▶ **What is asked**
Repeat the whole listing below line for line, changing nothing.

Items from a dataset
# # #
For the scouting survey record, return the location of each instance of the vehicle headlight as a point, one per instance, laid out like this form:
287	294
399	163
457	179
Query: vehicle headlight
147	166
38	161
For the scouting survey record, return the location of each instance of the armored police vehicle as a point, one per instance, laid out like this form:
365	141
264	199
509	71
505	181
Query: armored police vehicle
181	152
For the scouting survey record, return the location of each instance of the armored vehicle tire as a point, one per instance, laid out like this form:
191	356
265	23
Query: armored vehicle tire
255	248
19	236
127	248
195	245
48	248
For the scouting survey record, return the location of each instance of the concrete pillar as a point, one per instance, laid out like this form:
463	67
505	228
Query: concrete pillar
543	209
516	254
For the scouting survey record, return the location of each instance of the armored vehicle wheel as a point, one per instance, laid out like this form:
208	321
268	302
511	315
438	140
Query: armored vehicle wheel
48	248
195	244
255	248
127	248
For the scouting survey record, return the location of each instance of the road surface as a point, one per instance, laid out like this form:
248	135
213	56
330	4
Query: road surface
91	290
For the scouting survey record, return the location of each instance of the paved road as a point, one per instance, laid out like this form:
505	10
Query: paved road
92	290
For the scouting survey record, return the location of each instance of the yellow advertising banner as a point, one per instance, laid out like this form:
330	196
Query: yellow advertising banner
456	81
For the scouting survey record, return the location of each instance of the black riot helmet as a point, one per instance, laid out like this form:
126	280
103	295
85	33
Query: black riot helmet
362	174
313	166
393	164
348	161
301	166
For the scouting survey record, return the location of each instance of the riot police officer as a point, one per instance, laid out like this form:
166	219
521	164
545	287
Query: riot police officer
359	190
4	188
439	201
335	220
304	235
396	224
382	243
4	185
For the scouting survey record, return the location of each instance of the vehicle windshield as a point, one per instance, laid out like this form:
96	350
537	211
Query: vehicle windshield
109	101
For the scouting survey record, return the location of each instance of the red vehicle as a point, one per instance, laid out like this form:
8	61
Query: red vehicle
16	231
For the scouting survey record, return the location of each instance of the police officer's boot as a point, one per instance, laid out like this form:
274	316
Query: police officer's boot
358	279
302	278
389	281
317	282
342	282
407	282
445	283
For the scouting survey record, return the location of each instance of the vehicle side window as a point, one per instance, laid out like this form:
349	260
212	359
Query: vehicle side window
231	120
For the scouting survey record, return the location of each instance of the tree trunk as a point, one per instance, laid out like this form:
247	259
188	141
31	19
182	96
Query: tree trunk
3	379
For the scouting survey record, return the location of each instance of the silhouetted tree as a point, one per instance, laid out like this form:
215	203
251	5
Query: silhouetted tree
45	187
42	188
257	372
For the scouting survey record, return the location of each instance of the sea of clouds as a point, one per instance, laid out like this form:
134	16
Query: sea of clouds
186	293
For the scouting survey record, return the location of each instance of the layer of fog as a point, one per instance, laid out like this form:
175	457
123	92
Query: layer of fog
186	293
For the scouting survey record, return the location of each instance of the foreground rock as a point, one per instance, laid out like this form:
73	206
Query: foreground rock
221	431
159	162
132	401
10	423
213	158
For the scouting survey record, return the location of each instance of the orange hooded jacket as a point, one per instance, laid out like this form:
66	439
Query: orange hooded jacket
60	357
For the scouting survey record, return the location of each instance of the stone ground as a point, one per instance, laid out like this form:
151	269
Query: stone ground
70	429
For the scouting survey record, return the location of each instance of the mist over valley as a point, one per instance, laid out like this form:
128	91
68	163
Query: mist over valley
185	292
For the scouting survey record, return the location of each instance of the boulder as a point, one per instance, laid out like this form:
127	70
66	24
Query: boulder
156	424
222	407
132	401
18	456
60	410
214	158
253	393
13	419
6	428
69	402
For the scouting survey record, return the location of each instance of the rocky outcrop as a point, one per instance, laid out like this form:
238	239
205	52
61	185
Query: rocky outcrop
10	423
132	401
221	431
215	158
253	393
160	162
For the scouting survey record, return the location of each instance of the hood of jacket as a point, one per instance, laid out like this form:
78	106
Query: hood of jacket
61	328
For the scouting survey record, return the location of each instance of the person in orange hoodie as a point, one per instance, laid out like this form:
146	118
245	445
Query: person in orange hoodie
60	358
# # #
▶ **The solution**
For the scouting survey record, return the location of each instance of the vehicle headlight as a point, one per instance, laid out like this form:
287	294
399	163
457	179
Query: vehicle headlight
147	166
38	161
For the scouting survey record, return the location of each instance of the armored police vehicle as a point, one per instance, laid out like this form:
365	141
264	199
509	71
505	181
Query: armored police vehicle
181	152
For the scouting survey record, return the location of each instance of the armored vehicle tire as a point, one per instance, laid out like this form:
191	356
265	23
Query: armored vehicle tire
255	248
19	236
127	248
195	245
48	248
For the scouting survey record, return the location of each instance of the concrete pillar as a point, one per instance, laid out like this form:
463	67
505	228
Query: concrete pillar
543	209
516	254
For the scouting survey record, return the location of each instance of the armored vehicle wheel as a point, one per instance, laid out like this form:
208	321
268	302
511	315
438	140
Query: armored vehicle wheel
48	248
195	244
255	248
127	248
For the scouting survey record, return the location of each instance of the road surface as a point, one per instance, laid out like this form:
248	135
213	56
330	4
Query: road surface
91	290
For the scouting survey record, return the location of each instance of the paved road as a point, one per instance, laid out like this form:
505	10
Query: paved road
92	290
For the scouting survey record, return the location of each instance of the yellow advertising banner as a point, one per instance, laid out like this form:
330	196
Query: yellow advertising banner
456	81
For the scouting survey record, return the location of each instance of the black riot helmet as a point, one per instance, laid out like this form:
126	280
103	295
85	33
Query: black riot helmet
362	174
313	166
393	164
348	161
301	166
For the scouting survey record, return the location of each instance of the riot police officer as a point, one per instance, laid out like this form:
166	219
521	164
545	287
Query: riot police officer
359	190
4	188
439	201
335	220
304	235
396	224
382	243
4	185
For the scouting survey record, return the location of each instance of the vehicle windshield as a point, one per instance, laid out like this form:
96	350
537	211
Query: vehicle windshield
109	101
For the scouting survey record, return the location of each instance of the red vehicle as a point, one per instance, laid out like this form:
8	61
Query: red vehicle
16	231
For the scouting survey record, return the location of each instance of the police officer's boot as a point, one per instance, laid out like this form:
274	316
Query: police officer's boot
358	279
302	278
389	281
317	282
342	282
407	282
445	283
For the scouting survey record, return the location of each instance of the vehicle side window as a point, one per instance, laid out like this form:
349	260
212	359
Query: vehicle side window
231	120
For the scouting survey record, return the location of each instance of the tree trunk as a point, one per instance, laid out like this form:
247	259
188	141
31	19
182	96
Query: tree trunk
3	379
For the scouting survey record, return the location of each instance of the silhouetted tree as a point, one per instance, laid out like this form:
215	203
251	5
Query: silhouetted tree
45	187
42	188
257	372
For the scouting survey record, return the location of each instance of the sea of clouds as a point, one per instance, laid out like this form:
134	16
Query: sea of clouds
186	293
For the scouting survey record, return the location of each instance of the layer of fog as a point, one per instance, laid out like this form:
175	457
123	92
Query: layer of fog
186	293
For the scouting survey record, return the location of each instance of the foreground rock as a point, one per instance, laid out like this form:
73	206
Query: foreground rock
221	431
159	162
132	401
10	423
213	158
For the scouting survey record, return the location of each instance of the orange hooded jacket as a point, one per instance, laid out like this form:
66	439
Query: orange hooded jacket
60	357
For the scouting survey record, return the location of each instance of the stone ground as a point, one per instance, laid out like this form:
151	269
Query: stone ground
70	429
For the scouting survey record, return the location of each instance of the mist over valley as a point, one per instance, laid out like this form:
128	91
68	163
Query: mist over valley
185	292
For the scouting survey record, return the location of each instance of the boulder as a point, one per instance, laid out like this form:
127	70
66	24
Query: boulder
156	424
222	407
132	401
18	456
60	410
214	158
253	393
13	419
6	428
69	402
For the scouting survey record, return the location of each instance of the rocky outcrop as a point, one per instance, laid out like this form:
238	239
205	52
61	185
Query: rocky outcrop
10	423
132	401
221	431
215	158
253	393
160	162
For the scouting survey record, return the location of each instance of the hood of jacket as a point, one per instance, laid out like this form:
78	106
Query: hood of jacket
61	328
For the scouting survey record, return the location of each instance of the person in orange hoodie as a point, one per instance, laid out like this form:
146	118
245	445
Query: person in orange hoodie
60	358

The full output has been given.